++++ SELECTED EXCERPT

Experts say the decisions to minimize female characters across licensed toy lines like "Star Wars" and "Avengers" reflect an industry trend that markets toys expressly for either boys or girls, but not both. Some contend that retailer toy aisles are more gender-defined now than in previous decades, when sexism and discrimination were more prevalent throughout the culture at large, Retail Dive reported earlier this year.
But things are changing, in part driven by consumers and sometimes kids themselves. Some girls want T-shirts with "Star Wars" characters, and some boys want to wear pink. Martine Zoer, founder of Quirkie Kids, launched a Kickstarter campaign in 2014 to fund pink tees for both boys and girls. And when one boy wanted to wear a pink shirt to celebrate breast cancer awareness in recent years, his mom found one in the boys section at Wal-Mart.

++++++++
++++ DATA PROVIDED

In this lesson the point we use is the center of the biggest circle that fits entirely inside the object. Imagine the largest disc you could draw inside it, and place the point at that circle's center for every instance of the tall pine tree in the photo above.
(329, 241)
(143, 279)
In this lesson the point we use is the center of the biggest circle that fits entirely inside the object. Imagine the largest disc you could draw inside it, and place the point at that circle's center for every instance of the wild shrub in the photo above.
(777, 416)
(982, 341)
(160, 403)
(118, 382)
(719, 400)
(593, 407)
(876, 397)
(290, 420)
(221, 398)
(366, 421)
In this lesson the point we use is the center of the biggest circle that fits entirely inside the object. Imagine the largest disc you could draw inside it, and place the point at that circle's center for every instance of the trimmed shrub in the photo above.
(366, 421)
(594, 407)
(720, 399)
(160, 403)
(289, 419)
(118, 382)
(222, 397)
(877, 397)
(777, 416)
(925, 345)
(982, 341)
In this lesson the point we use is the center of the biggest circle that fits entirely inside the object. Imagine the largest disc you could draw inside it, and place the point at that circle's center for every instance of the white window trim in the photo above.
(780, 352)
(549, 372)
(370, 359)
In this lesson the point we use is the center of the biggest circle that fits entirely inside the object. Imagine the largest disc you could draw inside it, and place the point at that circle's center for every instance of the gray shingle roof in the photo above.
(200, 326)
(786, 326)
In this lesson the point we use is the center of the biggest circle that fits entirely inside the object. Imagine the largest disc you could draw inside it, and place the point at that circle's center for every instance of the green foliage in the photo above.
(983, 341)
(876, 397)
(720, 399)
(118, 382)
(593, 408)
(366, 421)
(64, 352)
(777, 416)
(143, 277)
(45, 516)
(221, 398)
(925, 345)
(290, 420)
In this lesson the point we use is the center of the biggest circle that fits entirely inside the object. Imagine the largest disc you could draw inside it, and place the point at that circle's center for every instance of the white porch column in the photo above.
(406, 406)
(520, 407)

++++++++

§ THINGS TO DO
[1] In the passage on gendered toy marketing, what did Martine Zoer launch in 2014?
[2] Resume the passage on gendered toy marketing after its last sentence.
The rows have nothing to do with the passage on gendered toy marketing.

§ RESPONSES
[1] A Kickstarter campaign to fund pink tees for both boys and girls.

[2]
After receiving a barrage of complaints last year from parents of girls incensed about its separation of toys by gender, Target has broken down those barriers. The retailer recently launched a gender-neutral line of home goods, dubbed PillowFort (though it’s just starting to blur the lines in apparel).
“It was an aisle of pink, fairy princesses, ponies and flowers,” Julie Guggemos, Target’s SVP of design and product development told the Minneapolis Star-Tribune about developing the new line. “And for the boys it was rockets and dinosaurs. Well, you know what? Girls like rockets and basketball. And boys like ponies. Who are we to say what a child’s individual expression is? We really wanted to develop a collection that would be universal.”